--- Start ---
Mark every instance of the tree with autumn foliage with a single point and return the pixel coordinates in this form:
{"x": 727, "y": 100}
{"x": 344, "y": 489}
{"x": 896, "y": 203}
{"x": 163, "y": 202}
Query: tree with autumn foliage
--- End ---
▸ Set exercise:
Can you transcribe the material above word for word, reproducing every line unchanged?

▸ Solution to the problem:
Mark every instance of the tree with autumn foliage with a single point and return the pixel coordinates in this form:
{"x": 727, "y": 100}
{"x": 344, "y": 489}
{"x": 896, "y": 203}
{"x": 163, "y": 202}
Query: tree with autumn foliage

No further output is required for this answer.